● WORK TO DO:
Convert the entries between the line holding "Can you find the tree line" and the line holding "[[186, 105]]", inclusive, into a numbered list, leaving out any blank lines.

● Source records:
* * *
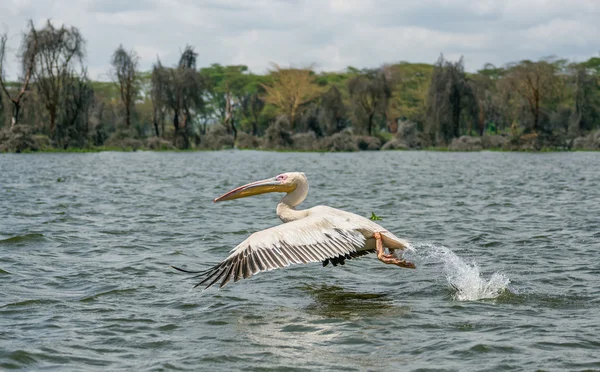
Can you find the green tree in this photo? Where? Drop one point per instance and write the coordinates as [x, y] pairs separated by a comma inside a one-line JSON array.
[[29, 49], [369, 95], [450, 95], [124, 73], [290, 90], [536, 83]]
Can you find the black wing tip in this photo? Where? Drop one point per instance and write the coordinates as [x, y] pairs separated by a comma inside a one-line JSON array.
[[184, 270]]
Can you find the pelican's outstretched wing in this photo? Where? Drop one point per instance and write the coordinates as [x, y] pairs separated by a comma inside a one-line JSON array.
[[316, 238]]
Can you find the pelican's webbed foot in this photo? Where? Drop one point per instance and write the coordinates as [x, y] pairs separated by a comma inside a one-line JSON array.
[[390, 259]]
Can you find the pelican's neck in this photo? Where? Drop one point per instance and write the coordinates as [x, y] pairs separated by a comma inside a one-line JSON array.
[[286, 209]]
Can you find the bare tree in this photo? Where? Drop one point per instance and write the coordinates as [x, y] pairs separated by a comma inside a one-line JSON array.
[[28, 64], [332, 112], [450, 94], [179, 90], [252, 106], [124, 73], [534, 82], [369, 92], [76, 103], [291, 90], [59, 51]]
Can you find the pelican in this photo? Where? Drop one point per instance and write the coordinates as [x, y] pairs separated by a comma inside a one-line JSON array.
[[318, 234]]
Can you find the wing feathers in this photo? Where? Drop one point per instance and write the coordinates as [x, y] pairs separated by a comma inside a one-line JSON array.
[[311, 239]]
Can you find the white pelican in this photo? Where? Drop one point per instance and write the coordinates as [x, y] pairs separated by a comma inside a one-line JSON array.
[[318, 234]]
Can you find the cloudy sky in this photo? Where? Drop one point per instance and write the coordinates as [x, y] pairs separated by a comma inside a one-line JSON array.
[[332, 34]]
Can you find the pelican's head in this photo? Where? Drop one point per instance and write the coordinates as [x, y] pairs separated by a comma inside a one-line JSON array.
[[284, 182]]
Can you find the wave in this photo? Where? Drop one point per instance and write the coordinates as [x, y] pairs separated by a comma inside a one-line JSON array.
[[464, 278]]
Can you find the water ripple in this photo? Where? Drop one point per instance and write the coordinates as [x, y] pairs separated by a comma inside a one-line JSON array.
[[506, 248]]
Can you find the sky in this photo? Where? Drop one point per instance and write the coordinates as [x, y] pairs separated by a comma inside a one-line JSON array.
[[329, 34]]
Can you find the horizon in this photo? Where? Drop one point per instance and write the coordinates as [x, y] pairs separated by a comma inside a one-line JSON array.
[[330, 35]]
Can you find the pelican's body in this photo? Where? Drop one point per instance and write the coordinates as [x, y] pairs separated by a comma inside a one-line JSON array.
[[318, 234]]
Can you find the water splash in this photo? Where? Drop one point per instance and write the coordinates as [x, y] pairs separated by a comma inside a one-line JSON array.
[[465, 278]]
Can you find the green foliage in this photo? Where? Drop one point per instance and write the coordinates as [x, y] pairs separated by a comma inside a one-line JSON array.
[[530, 104], [374, 217]]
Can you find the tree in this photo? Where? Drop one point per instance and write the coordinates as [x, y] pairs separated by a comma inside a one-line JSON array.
[[124, 73], [369, 93], [59, 50], [534, 82], [332, 111], [587, 95], [179, 90], [449, 95], [27, 66], [76, 102], [252, 107], [159, 79], [290, 90]]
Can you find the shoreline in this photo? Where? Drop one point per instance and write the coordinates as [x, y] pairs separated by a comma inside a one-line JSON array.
[[428, 149]]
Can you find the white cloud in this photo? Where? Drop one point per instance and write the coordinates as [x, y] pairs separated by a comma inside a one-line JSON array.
[[333, 34]]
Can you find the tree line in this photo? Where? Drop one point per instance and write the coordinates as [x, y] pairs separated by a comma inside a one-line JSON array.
[[186, 105]]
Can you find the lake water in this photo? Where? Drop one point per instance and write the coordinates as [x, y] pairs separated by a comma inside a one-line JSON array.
[[507, 253]]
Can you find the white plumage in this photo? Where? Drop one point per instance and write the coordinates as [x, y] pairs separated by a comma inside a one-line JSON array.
[[319, 234]]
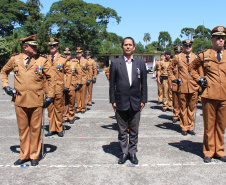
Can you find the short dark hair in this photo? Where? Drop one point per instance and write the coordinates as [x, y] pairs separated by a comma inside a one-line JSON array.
[[128, 38]]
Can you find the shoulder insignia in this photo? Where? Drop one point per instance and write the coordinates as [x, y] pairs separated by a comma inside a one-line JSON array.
[[63, 56]]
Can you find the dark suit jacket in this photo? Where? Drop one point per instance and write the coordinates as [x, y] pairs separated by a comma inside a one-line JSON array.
[[120, 91]]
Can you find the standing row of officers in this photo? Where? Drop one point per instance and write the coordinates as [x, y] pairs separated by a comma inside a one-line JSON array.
[[42, 81], [182, 77]]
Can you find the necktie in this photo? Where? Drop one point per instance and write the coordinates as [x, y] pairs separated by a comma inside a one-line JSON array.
[[28, 61], [187, 58], [219, 55]]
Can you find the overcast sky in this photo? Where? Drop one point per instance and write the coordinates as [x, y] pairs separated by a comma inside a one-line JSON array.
[[153, 16]]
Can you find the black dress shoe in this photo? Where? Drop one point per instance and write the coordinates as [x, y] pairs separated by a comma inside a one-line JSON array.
[[191, 132], [184, 133], [174, 120], [49, 134], [71, 121], [60, 134], [21, 161], [123, 159], [133, 158], [223, 159], [207, 159], [34, 162]]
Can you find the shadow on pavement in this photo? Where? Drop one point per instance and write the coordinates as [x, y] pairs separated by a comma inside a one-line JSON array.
[[113, 148], [189, 146], [169, 126], [113, 126]]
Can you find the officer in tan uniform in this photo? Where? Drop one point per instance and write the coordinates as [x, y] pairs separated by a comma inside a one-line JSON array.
[[94, 76], [214, 94], [107, 73], [76, 81], [160, 92], [176, 107], [62, 72], [163, 79], [188, 88], [86, 80], [29, 69]]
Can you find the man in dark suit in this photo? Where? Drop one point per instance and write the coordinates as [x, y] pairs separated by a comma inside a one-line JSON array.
[[128, 95]]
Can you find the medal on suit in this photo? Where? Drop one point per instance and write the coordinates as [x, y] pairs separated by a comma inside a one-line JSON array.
[[138, 72]]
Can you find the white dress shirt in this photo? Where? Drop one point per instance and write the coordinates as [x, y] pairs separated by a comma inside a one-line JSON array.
[[129, 69]]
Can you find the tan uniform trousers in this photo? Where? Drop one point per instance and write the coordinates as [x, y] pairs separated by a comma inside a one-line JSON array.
[[69, 112], [160, 93], [167, 91], [29, 123], [176, 107], [89, 95], [214, 116], [188, 102], [81, 98], [55, 114]]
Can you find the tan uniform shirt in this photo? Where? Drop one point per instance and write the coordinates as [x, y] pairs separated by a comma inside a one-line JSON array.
[[214, 71], [188, 85], [76, 74], [86, 70], [60, 67], [93, 67], [28, 82]]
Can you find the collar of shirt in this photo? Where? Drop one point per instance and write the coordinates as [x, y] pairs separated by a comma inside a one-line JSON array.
[[126, 60]]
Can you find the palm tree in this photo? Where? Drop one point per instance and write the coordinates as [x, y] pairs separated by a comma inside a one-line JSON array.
[[147, 37]]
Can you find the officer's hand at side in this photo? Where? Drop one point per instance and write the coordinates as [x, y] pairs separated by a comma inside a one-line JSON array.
[[88, 82], [8, 90], [66, 90], [203, 82], [78, 87], [94, 80], [47, 102]]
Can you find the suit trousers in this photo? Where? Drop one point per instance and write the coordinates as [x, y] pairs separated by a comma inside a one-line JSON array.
[[188, 104], [167, 91], [29, 124], [160, 93], [214, 116], [69, 110], [81, 98], [176, 107], [89, 95], [55, 113], [128, 119]]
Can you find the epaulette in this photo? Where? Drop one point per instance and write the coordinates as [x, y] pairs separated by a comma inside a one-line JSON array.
[[63, 56], [43, 55], [14, 54]]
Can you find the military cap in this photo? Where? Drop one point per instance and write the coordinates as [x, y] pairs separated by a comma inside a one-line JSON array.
[[78, 49], [53, 40], [88, 52], [67, 50], [31, 40], [218, 30], [178, 49], [187, 42], [168, 52]]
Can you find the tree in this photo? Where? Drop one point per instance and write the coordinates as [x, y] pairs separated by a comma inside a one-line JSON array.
[[188, 32], [34, 18], [164, 39], [77, 21], [147, 37], [12, 15]]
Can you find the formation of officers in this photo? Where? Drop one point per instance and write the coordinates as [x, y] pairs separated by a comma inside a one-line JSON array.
[[58, 77], [180, 81], [63, 79]]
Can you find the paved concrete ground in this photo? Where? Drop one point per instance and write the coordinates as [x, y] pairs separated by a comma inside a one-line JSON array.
[[89, 152]]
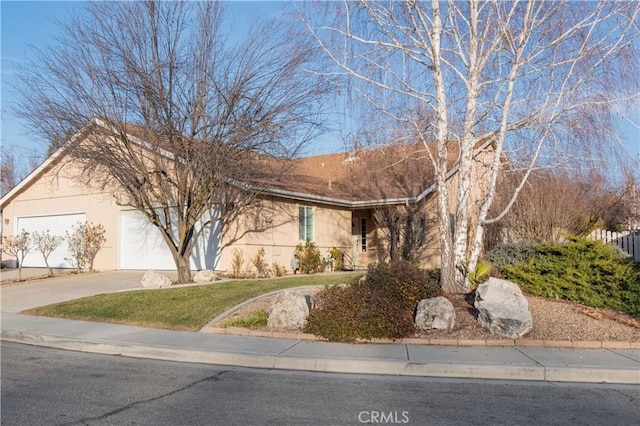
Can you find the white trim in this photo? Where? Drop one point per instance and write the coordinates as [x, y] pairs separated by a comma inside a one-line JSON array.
[[266, 190]]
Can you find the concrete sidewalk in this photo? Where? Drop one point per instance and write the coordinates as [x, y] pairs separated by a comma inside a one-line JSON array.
[[511, 363]]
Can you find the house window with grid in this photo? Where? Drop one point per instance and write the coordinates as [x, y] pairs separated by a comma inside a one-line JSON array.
[[305, 227], [363, 233]]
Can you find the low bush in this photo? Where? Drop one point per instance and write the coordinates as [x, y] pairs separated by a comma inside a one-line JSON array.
[[346, 314], [380, 306], [309, 259], [403, 282], [278, 270], [583, 271], [258, 318], [261, 265], [510, 254], [237, 263]]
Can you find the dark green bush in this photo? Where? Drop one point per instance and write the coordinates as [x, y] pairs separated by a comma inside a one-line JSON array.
[[403, 282], [583, 271], [309, 258], [510, 254], [345, 314]]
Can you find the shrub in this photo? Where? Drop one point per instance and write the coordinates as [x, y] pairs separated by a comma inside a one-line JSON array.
[[46, 243], [237, 262], [510, 254], [260, 264], [309, 259], [18, 246], [84, 241], [278, 270], [403, 282], [258, 318], [480, 273], [337, 256], [583, 271], [345, 314]]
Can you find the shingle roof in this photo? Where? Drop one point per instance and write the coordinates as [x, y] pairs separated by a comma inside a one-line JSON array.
[[392, 172]]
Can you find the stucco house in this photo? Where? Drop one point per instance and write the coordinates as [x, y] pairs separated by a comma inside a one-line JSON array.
[[328, 199]]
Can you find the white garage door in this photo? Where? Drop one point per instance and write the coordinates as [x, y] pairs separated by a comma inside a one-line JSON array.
[[141, 245], [56, 225]]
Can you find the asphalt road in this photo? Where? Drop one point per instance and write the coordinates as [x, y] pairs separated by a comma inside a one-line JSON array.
[[43, 386]]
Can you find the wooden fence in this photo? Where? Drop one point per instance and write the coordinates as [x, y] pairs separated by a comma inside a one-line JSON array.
[[628, 241]]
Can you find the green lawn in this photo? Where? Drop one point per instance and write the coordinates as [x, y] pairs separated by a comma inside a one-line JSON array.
[[186, 308]]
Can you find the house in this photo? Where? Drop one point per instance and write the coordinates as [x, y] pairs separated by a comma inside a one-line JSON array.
[[330, 199]]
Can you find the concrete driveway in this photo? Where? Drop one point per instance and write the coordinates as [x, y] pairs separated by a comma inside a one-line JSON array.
[[17, 297]]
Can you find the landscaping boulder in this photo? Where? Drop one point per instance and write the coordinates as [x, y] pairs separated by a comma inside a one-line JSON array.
[[152, 279], [502, 309], [437, 312], [205, 276], [288, 312]]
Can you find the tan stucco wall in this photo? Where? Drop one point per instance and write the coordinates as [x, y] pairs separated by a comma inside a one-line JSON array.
[[272, 224]]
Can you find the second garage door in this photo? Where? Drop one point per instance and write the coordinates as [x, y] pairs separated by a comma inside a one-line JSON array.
[[141, 245], [56, 225]]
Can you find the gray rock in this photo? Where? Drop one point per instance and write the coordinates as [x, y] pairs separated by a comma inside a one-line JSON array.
[[152, 279], [205, 276], [437, 313], [503, 309], [288, 312]]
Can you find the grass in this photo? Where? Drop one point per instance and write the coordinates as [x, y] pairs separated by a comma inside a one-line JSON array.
[[186, 308]]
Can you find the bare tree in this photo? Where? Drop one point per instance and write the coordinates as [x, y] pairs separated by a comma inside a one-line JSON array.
[[15, 165], [528, 83], [406, 228], [180, 115], [46, 243]]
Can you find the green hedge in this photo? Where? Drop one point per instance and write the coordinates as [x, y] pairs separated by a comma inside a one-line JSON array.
[[588, 272]]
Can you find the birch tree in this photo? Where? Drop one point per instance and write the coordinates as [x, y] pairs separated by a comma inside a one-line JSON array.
[[168, 113], [533, 83]]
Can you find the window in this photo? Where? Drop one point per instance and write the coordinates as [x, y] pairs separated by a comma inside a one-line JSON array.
[[305, 227]]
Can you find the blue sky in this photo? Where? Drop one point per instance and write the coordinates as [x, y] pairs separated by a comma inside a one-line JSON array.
[[24, 23]]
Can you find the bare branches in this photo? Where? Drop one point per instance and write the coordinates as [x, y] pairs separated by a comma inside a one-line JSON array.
[[178, 111], [539, 79]]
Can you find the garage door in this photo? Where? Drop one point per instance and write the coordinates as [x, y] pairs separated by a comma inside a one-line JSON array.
[[141, 245], [56, 225]]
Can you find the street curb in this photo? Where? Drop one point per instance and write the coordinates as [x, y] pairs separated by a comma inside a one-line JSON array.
[[535, 372], [212, 328]]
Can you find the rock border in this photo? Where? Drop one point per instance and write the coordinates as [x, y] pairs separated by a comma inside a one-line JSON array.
[[241, 331]]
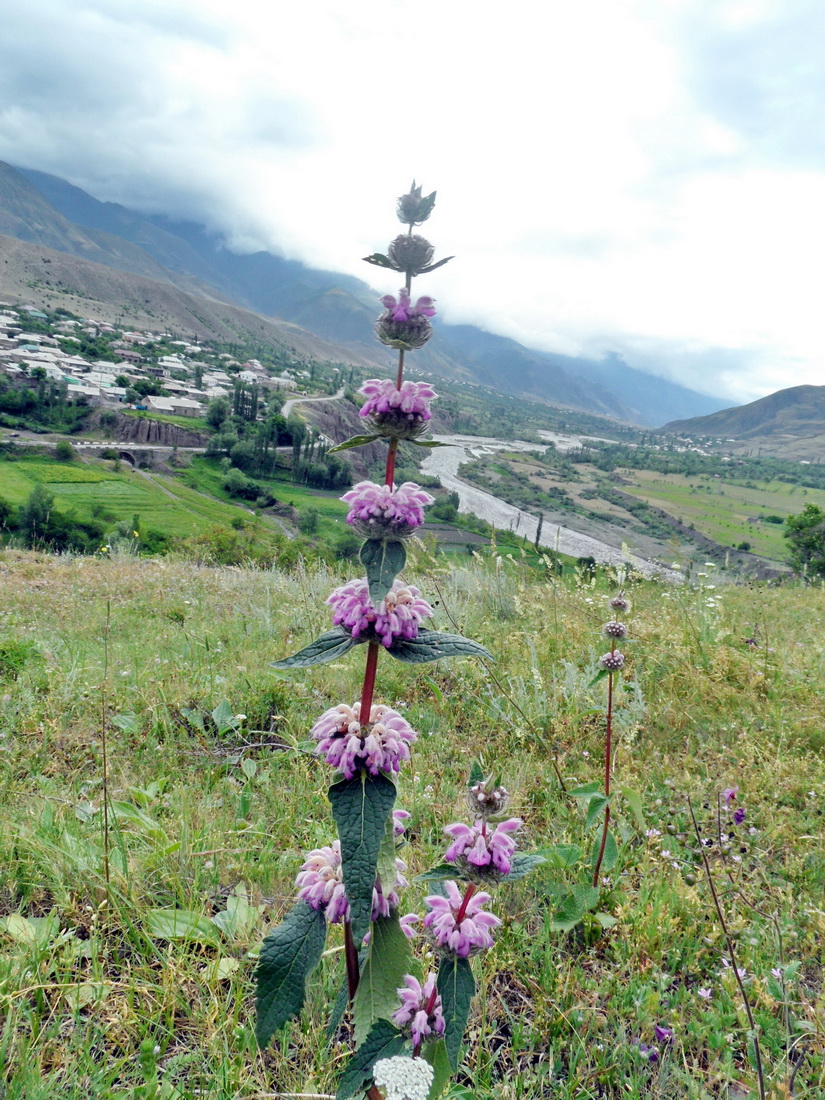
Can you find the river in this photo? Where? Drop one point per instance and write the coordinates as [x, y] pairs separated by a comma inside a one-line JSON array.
[[444, 461]]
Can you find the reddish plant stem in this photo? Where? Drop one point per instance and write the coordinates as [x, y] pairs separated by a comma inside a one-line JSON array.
[[352, 961], [607, 763], [389, 476], [369, 689], [470, 891]]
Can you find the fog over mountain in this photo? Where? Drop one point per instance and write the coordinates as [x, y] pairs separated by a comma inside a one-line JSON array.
[[339, 308]]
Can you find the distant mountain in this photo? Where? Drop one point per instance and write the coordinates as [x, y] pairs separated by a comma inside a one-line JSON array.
[[340, 309], [799, 411]]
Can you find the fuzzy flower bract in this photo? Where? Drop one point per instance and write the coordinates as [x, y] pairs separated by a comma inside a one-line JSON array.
[[398, 615], [457, 926], [380, 745], [382, 510]]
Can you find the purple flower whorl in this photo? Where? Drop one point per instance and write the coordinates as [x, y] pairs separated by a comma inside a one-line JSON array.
[[397, 413], [320, 882], [381, 745], [386, 512], [398, 615], [463, 936]]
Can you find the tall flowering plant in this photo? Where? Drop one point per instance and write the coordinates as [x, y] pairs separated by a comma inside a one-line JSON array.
[[406, 1030]]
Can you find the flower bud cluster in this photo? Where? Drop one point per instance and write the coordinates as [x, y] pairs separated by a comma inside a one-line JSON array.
[[380, 745], [396, 411], [460, 925], [403, 325], [320, 884], [398, 615], [420, 1011], [483, 853], [486, 800], [386, 512]]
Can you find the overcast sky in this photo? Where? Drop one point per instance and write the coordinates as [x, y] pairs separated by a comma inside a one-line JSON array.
[[641, 177]]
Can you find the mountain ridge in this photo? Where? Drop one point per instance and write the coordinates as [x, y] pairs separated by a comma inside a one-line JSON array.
[[339, 309]]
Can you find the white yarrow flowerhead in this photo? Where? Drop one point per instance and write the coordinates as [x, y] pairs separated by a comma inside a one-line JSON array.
[[403, 1078]]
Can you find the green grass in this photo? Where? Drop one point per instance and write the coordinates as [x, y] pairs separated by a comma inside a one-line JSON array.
[[162, 503], [95, 1004], [724, 509]]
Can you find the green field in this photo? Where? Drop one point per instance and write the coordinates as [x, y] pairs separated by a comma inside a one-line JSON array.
[[162, 503], [727, 512], [722, 689]]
* * *
● SOLUTION TO THE EXERCISE:
1. Can you find the tree line in this photo? Where? Drop one point per instance and write the coordinates as [x, y] pairs separated by a comma inside a one-line JSON array.
2. [[186, 105]]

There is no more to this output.